(Recorded data)
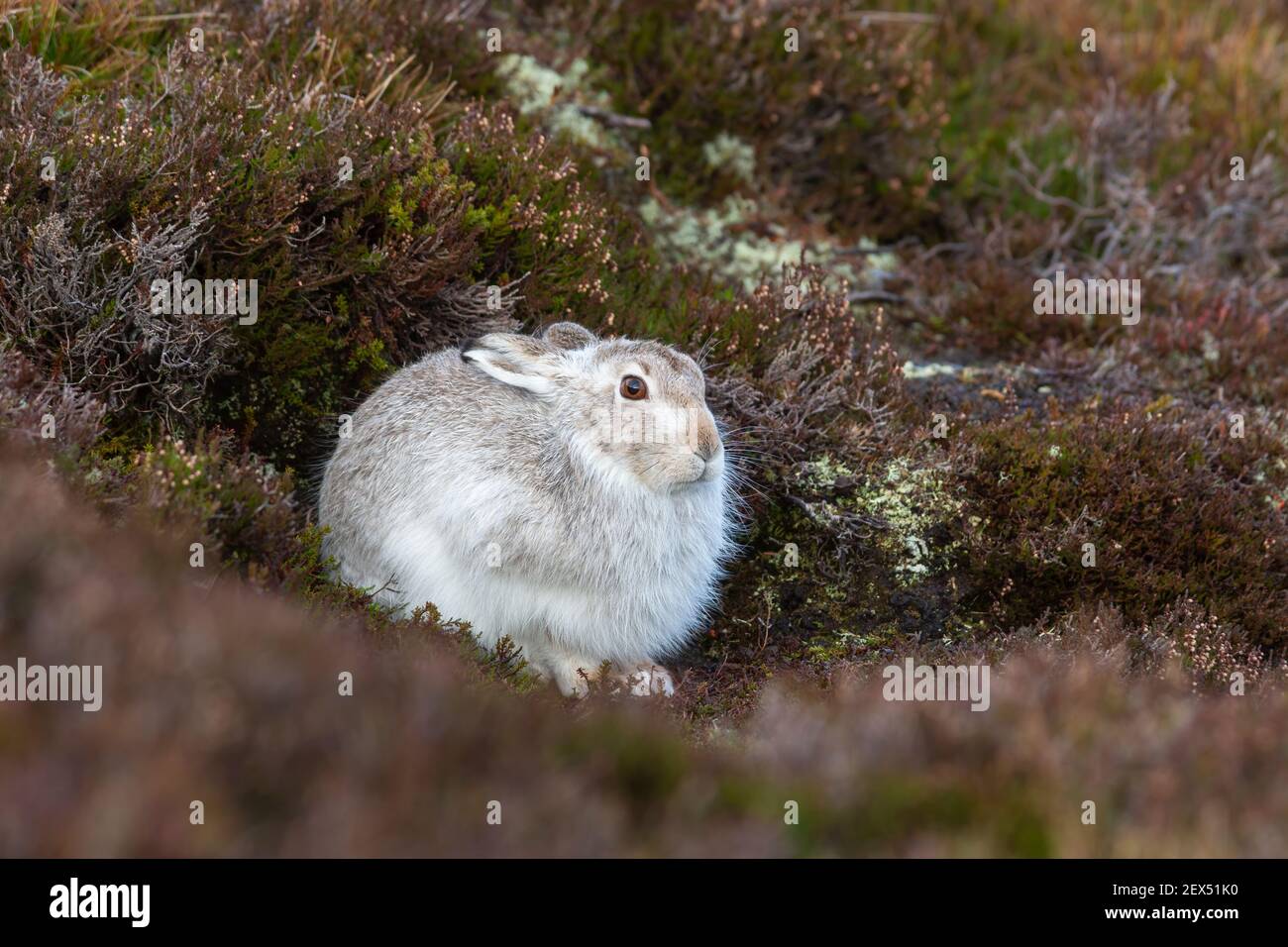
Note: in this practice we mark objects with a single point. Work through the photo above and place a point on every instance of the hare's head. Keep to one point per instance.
(632, 410)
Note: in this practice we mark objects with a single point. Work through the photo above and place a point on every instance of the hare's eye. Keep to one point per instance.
(634, 388)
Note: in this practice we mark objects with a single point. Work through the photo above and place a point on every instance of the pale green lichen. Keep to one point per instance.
(730, 155)
(914, 372)
(911, 501)
(554, 98)
(712, 236)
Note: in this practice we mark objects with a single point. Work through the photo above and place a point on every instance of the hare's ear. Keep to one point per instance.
(567, 335)
(514, 360)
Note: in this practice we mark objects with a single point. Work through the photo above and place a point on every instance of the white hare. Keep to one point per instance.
(567, 491)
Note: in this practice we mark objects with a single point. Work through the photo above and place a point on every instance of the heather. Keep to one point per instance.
(931, 468)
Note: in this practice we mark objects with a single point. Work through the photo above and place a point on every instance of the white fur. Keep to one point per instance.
(484, 495)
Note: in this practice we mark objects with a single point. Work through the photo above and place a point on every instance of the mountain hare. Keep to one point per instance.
(567, 491)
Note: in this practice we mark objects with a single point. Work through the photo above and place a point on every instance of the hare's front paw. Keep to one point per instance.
(645, 680)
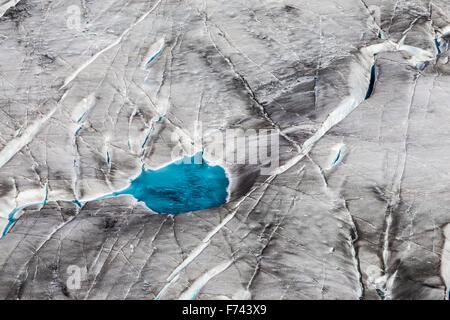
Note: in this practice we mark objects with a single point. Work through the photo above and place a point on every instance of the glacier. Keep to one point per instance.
(97, 97)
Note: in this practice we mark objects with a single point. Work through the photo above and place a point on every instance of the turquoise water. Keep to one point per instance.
(373, 76)
(187, 185)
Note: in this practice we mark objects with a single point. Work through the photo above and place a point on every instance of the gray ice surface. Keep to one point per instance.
(358, 207)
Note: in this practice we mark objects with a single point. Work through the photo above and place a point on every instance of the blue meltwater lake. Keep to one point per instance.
(186, 185)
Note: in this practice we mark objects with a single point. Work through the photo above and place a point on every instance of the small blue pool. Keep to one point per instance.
(186, 185)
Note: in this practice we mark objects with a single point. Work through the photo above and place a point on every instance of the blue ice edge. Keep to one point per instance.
(186, 185)
(189, 184)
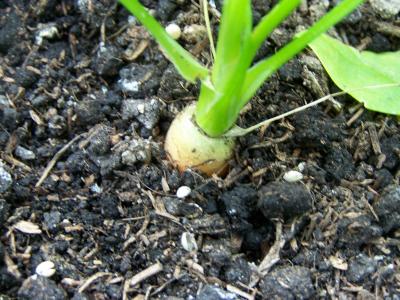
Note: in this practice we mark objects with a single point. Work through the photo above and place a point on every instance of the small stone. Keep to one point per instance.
(39, 287)
(194, 33)
(147, 112)
(134, 151)
(215, 293)
(292, 176)
(139, 80)
(174, 31)
(183, 191)
(24, 153)
(107, 61)
(180, 208)
(292, 282)
(188, 242)
(52, 220)
(5, 179)
(46, 31)
(45, 269)
(4, 211)
(284, 200)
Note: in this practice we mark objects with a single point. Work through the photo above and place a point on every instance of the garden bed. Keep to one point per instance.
(86, 98)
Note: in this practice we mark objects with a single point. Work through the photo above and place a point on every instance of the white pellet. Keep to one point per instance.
(45, 269)
(292, 176)
(174, 31)
(183, 191)
(188, 242)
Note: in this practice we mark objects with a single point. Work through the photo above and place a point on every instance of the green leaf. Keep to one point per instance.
(185, 63)
(234, 33)
(266, 67)
(355, 71)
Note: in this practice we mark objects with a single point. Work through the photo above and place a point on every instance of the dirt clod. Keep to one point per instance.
(288, 283)
(388, 208)
(38, 287)
(283, 200)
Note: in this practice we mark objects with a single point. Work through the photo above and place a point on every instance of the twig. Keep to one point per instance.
(91, 279)
(146, 273)
(56, 157)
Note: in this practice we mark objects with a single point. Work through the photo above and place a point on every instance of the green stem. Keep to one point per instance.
(262, 70)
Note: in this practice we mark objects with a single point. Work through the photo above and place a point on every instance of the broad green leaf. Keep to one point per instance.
(368, 77)
(265, 68)
(185, 63)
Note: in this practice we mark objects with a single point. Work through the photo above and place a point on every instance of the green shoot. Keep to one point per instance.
(232, 81)
(217, 110)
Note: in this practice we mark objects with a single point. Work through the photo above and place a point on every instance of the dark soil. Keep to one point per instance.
(84, 86)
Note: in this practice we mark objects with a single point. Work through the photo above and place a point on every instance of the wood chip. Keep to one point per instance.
(146, 273)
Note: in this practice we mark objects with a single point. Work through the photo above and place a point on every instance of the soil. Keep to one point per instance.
(86, 91)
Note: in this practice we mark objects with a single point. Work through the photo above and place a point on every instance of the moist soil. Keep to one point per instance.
(86, 98)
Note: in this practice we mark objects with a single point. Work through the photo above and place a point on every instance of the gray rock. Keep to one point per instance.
(52, 220)
(288, 283)
(147, 112)
(215, 293)
(386, 8)
(5, 179)
(134, 151)
(99, 142)
(4, 211)
(139, 80)
(38, 287)
(360, 268)
(388, 208)
(24, 153)
(107, 61)
(284, 200)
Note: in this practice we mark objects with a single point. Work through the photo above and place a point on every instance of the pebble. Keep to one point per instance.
(4, 211)
(39, 287)
(5, 179)
(188, 242)
(292, 176)
(194, 33)
(386, 8)
(24, 153)
(183, 191)
(174, 31)
(46, 31)
(146, 111)
(45, 269)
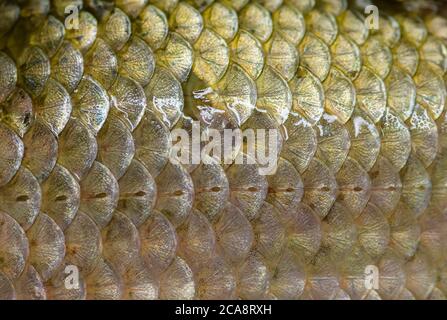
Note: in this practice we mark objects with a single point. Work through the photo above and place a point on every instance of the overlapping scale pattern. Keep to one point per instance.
(87, 182)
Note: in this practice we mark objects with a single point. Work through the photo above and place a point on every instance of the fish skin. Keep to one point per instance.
(86, 182)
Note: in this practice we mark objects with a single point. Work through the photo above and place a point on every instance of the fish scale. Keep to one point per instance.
(87, 183)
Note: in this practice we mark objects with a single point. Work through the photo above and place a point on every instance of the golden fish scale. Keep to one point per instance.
(85, 179)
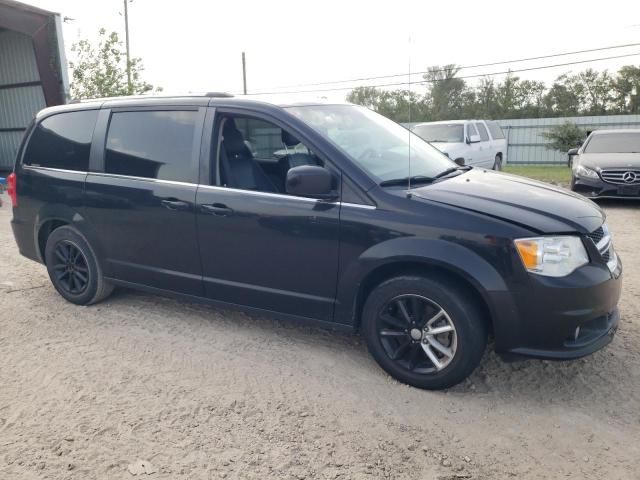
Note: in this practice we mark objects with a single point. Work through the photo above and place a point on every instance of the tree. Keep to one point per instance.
(101, 70)
(398, 105)
(447, 96)
(627, 90)
(564, 137)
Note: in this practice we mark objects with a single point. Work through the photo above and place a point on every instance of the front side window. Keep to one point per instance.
(623, 142)
(484, 136)
(441, 133)
(152, 144)
(254, 154)
(380, 146)
(62, 141)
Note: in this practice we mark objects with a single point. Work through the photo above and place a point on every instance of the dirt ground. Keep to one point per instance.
(142, 383)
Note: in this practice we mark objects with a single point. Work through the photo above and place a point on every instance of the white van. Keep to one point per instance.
(479, 143)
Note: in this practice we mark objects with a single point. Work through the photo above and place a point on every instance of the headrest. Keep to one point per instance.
(288, 139)
(233, 139)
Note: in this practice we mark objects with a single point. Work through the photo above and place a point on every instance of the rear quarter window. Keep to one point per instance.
(152, 144)
(62, 141)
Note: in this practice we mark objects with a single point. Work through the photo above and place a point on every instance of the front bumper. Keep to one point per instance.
(598, 188)
(563, 318)
(593, 336)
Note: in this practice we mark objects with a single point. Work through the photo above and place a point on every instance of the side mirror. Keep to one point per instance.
(311, 181)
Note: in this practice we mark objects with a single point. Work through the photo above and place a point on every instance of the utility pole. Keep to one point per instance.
(244, 74)
(126, 32)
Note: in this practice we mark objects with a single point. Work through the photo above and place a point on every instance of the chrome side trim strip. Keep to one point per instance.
(50, 169)
(143, 179)
(358, 205)
(257, 193)
(206, 187)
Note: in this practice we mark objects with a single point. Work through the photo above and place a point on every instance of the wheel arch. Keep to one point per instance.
(54, 216)
(414, 256)
(425, 268)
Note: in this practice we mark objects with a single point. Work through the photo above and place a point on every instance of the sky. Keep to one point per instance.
(195, 46)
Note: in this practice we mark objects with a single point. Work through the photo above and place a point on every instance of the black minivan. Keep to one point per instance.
(328, 213)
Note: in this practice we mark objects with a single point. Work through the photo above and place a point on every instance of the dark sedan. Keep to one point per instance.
(608, 165)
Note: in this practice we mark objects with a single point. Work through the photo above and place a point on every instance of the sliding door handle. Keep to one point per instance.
(174, 204)
(216, 209)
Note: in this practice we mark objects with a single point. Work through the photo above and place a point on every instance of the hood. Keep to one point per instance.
(535, 205)
(599, 161)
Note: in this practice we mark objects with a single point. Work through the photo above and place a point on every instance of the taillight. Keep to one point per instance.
(12, 190)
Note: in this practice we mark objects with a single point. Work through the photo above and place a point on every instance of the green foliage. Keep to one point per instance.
(446, 96)
(101, 70)
(564, 137)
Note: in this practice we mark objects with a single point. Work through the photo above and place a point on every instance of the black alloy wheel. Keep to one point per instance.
(428, 332)
(417, 333)
(71, 269)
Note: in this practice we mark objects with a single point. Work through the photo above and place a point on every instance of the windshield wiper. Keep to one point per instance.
(451, 170)
(405, 181)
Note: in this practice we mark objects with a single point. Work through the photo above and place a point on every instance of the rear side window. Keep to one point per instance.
(152, 144)
(484, 136)
(495, 130)
(62, 141)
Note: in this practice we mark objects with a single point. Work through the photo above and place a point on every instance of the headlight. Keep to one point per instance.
(586, 172)
(552, 256)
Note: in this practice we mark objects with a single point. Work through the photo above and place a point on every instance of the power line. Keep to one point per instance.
(395, 84)
(465, 67)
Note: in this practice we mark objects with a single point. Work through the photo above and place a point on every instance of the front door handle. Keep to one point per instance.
(174, 204)
(217, 209)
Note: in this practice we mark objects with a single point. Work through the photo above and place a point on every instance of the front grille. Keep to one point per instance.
(621, 176)
(597, 235)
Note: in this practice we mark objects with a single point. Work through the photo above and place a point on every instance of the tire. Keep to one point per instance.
(74, 269)
(497, 163)
(385, 337)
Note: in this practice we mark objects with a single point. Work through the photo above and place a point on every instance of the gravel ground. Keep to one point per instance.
(145, 384)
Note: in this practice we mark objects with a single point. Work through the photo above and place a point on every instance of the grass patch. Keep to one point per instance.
(557, 174)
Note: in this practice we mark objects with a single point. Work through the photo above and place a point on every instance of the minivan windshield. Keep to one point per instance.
(378, 145)
(618, 142)
(452, 133)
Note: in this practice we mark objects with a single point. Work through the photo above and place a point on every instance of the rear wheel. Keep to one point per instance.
(424, 332)
(497, 163)
(73, 268)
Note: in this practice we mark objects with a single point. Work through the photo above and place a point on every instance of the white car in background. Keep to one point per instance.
(479, 143)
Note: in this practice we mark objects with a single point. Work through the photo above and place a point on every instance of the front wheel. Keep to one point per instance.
(423, 332)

*Your instructions*
Could you retype exactly the lines from the one containing "patch. Keep to one point per instance." through the final line of the data above, and no others?

*Final answer*
Note: in this practice we mark objects with a single point. Work through the photo above and place a point on every instance of the grass patch. Keep to one point per instance.
(557, 174)
Note: in this practice we mark objects with a single point. Work through the photo above and place a point on every instance of the minivan windshield. Keep to one point per instance.
(378, 145)
(618, 142)
(452, 133)
Note: in this practice we mark objects with a single point. Work through the photo above and place a point on every instance of the rear wheel. Keep to one point per instance.
(424, 332)
(497, 163)
(73, 268)
Note: in this practice we mark objects with a single point. Work through the photo above and place a point on every instance of the white car in background. Keep to one point per instance.
(479, 143)
Note: in this practice we mark objects with a single point. Work through the photo above and place a point on every instance of the front wheel. Keep to one point per instance.
(423, 332)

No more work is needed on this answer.